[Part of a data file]
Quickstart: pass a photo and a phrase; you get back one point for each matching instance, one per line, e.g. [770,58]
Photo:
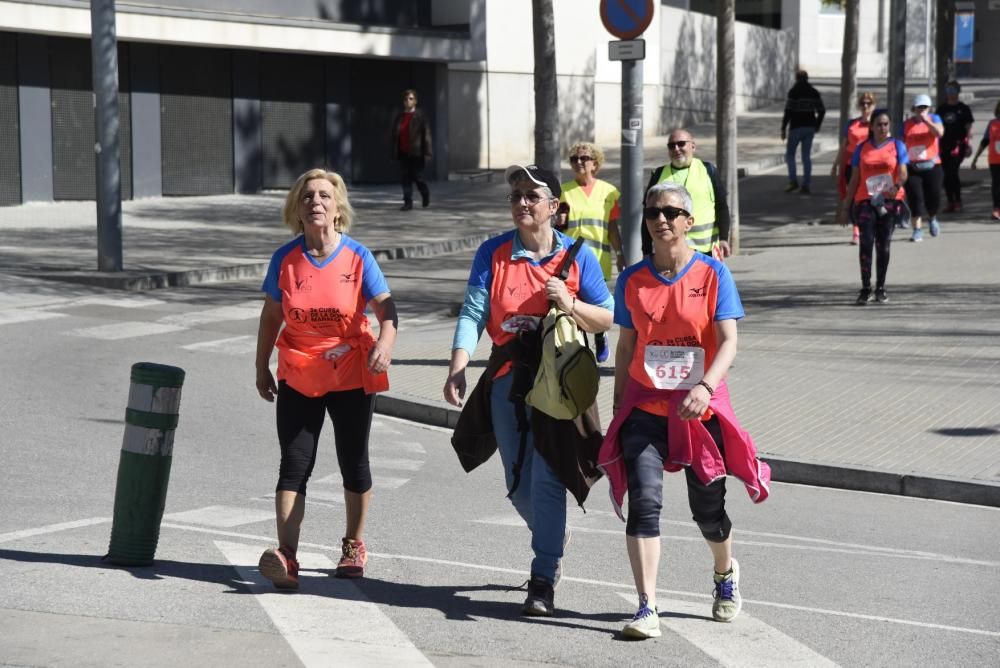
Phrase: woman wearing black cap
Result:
[512,283]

YOUR TASK>
Print every row above line for line, without changing anything, and leave the pictures out.

SOLUTION BELOW>
Quickstart: pass a photo and a phrase; you get back one point for each matching instance, one per line, e.g. [770,58]
Photo:
Phrase: woman wearing black cap
Result:
[512,283]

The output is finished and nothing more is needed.